(Texte fourni)
########

Rosario
est pour nous un passage obligé. Caroline, dont le père est d'origine
espagnole, a ici une cousine très éloignée, 'dont le père
était un cousin de sa grand-mère': la famille à la mode
de Bretagne, quoi!
D'elle, nous ne savons rien ou presque. Son nom, son adresse et une photo de
famille en main, nous finissons par trouver le numéro 5530 de la calle
Rodriguès. Entièrement barricadée, la maison fraîchement
repeinte dans un quartier de banlieue est apparemment inhabitée. Le coeur
battant, Caroline appuie sur la sonnette, ne sachant pas vraiment à quoi
s'attendre. Quelques minutes plus tard, un visage apparaît à travers
une petite ouverture de la porte d'entrée.
- Bonjour Madame, nous recherchons Elsa Lopez, entame Caroline.
- C'est à quel sujet? répond froidement une femme d'un certain
âge.
Et Caroline de lui expliquer le pourquoi du comment de notre visite. Demeurant
très froide et distante, nous comprenons mal cette méfiance exacerbée
de cette femme qui dit s'appeler Elsa. Entrouvrant bientôt la porte où
elle interdit le passage en se postant dans l'ouverture, Elsa est perplexe.

########

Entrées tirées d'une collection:
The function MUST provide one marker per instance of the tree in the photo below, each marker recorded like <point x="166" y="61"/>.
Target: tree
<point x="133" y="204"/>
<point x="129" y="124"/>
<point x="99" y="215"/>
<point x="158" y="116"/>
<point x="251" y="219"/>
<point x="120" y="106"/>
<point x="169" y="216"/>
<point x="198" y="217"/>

########

(Travail demandé) Extrayez tel quel, du texte sur la visite à Rosario, le passage allant de "- Bonjour Madame, nous" jusqu'à "Elsa est perplexe.".

(Corrigé)
- Bonjour Madame, nous recherchons Elsa Lopez, entame Caroline.
- C'est à quel sujet? répond froidement une femme d'un certain
âge.
Et Caroline de lui expliquer le pourquoi du comment de notre visite. Demeurant
très froide et distante, nous comprenons mal cette méfiance exacerbée
de cette femme qui dit s'appeler Elsa. Entrouvrant bientôt la porte où
elle interdit le passage en se postant dans l'ouverture, Elsa est perplexe.